[Object location annotation data]

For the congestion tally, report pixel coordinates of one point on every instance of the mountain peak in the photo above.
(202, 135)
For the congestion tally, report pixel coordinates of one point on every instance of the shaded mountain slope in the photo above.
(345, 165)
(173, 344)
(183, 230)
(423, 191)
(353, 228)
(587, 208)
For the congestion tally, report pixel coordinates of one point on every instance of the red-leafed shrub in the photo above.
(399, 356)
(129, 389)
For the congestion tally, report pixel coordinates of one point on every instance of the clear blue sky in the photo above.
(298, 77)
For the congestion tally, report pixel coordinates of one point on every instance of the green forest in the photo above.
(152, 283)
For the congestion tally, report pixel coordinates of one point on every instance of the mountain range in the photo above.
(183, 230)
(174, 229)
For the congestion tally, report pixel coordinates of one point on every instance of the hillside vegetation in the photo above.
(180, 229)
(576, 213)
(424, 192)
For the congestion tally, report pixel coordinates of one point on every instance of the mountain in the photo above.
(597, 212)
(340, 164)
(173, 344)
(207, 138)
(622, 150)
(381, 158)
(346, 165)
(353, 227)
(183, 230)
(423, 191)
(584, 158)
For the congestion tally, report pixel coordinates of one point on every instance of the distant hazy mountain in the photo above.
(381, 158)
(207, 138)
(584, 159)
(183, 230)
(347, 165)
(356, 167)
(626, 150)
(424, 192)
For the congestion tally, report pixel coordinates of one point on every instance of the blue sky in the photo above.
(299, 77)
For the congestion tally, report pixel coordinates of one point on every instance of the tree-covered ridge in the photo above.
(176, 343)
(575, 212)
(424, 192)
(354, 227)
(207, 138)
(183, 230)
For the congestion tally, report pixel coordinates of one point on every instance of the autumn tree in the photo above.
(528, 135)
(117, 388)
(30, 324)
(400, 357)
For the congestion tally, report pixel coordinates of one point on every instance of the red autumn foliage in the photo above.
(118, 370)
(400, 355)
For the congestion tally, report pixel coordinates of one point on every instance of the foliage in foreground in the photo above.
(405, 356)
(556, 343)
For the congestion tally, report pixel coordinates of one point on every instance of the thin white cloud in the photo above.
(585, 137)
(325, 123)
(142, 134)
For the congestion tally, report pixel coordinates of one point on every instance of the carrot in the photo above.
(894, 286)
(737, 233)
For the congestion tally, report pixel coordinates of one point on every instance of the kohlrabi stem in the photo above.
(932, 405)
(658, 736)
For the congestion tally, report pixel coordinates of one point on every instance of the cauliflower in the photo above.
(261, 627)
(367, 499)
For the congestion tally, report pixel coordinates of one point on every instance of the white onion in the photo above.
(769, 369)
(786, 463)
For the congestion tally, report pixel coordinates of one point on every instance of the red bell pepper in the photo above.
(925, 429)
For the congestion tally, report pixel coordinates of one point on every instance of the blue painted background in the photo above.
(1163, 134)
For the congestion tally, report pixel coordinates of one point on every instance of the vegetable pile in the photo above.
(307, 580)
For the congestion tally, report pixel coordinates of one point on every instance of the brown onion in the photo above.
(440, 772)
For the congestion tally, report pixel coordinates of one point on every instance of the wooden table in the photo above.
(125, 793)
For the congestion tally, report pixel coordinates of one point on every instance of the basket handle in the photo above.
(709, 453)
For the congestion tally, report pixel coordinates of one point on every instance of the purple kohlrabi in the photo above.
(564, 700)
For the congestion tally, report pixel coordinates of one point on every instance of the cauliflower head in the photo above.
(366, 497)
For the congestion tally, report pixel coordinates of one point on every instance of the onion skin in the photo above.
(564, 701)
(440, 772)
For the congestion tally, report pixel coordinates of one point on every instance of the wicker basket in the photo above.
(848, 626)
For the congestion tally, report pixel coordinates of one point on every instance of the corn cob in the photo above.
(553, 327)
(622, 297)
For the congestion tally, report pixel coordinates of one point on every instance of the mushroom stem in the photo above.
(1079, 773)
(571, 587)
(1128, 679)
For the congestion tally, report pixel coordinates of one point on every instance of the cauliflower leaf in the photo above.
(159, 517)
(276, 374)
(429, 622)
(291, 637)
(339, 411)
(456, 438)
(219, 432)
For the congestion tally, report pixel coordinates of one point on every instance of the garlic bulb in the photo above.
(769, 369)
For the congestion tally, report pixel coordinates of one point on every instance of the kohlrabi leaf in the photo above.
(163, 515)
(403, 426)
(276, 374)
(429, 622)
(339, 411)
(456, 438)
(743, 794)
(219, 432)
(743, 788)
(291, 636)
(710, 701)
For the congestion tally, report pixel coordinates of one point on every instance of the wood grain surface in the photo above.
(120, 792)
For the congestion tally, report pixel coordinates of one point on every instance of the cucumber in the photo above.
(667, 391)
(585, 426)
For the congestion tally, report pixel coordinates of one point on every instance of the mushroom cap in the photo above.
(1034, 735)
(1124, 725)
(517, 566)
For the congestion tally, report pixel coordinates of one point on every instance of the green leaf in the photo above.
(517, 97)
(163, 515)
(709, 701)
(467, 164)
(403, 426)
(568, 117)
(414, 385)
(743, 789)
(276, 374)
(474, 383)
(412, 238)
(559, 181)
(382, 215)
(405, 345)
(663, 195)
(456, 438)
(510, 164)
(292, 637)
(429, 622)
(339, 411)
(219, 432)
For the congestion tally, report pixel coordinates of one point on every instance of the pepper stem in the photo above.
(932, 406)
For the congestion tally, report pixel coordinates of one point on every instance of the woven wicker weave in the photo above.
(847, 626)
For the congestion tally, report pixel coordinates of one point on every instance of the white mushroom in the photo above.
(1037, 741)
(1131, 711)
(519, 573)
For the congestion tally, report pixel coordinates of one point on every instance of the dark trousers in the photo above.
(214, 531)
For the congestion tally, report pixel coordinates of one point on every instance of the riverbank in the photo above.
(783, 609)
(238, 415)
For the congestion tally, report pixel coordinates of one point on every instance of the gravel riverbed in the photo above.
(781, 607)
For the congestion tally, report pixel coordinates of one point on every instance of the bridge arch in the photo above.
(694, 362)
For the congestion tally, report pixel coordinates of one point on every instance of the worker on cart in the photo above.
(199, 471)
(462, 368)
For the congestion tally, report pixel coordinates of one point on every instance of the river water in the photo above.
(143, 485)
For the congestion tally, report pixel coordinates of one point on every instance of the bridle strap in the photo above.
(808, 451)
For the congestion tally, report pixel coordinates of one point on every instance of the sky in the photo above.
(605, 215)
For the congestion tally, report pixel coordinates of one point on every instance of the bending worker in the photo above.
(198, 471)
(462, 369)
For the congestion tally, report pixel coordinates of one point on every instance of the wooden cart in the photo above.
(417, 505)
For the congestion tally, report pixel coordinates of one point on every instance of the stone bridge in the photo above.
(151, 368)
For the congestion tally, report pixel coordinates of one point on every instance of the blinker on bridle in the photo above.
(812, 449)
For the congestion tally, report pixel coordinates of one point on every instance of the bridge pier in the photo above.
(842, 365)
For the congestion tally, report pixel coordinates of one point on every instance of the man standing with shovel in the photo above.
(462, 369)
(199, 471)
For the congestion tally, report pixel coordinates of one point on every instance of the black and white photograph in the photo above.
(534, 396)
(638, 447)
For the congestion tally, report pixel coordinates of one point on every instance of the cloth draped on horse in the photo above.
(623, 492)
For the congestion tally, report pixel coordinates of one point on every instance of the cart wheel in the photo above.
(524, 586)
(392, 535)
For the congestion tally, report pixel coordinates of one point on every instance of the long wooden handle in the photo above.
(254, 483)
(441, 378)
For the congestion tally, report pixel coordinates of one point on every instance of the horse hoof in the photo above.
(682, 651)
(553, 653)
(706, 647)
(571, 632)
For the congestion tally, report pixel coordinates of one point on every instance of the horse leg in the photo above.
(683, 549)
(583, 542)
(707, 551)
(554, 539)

Task to carry out :: Your task is to write out the lines from the one with "bridle in the photo above." through the end of the records, exactly and with nothing added.

Expected answer ::
For the congestion tally, report pixel coordinates of one point on every instance of the blinker on bridle in the photo above.
(812, 449)
For the congestion tally, report pixel coordinates of one point on every instance of the bridge pier in the photo above.
(842, 365)
For the congestion tally, report pixel coordinates of one point on every instance of the man standing with shovel in the photo above.
(462, 369)
(199, 471)
For the congestion tally, report pixel coordinates of one point on every instance of the black and white photograph in the photo above.
(534, 396)
(638, 447)
For the congestion tally, report pixel coordinates of one point on every instance of the cloth draped on horse in the photo above.
(623, 492)
For the congestion tally, report pixel coordinates of one point on every instance of the cart wheel in the photo above.
(524, 586)
(392, 535)
For the congestion tally, report pixel coordinates of one point on every instance of the long wooden handle in the photo above.
(254, 483)
(441, 378)
For the congestion tally, report pixel coordinates of one point on every instance of the horse hoof in the photo above.
(682, 651)
(553, 653)
(706, 647)
(571, 632)
For the congestion tally, report pixel coordinates of one point on every instance of the horse leg in the photo above.
(683, 549)
(583, 542)
(707, 551)
(554, 539)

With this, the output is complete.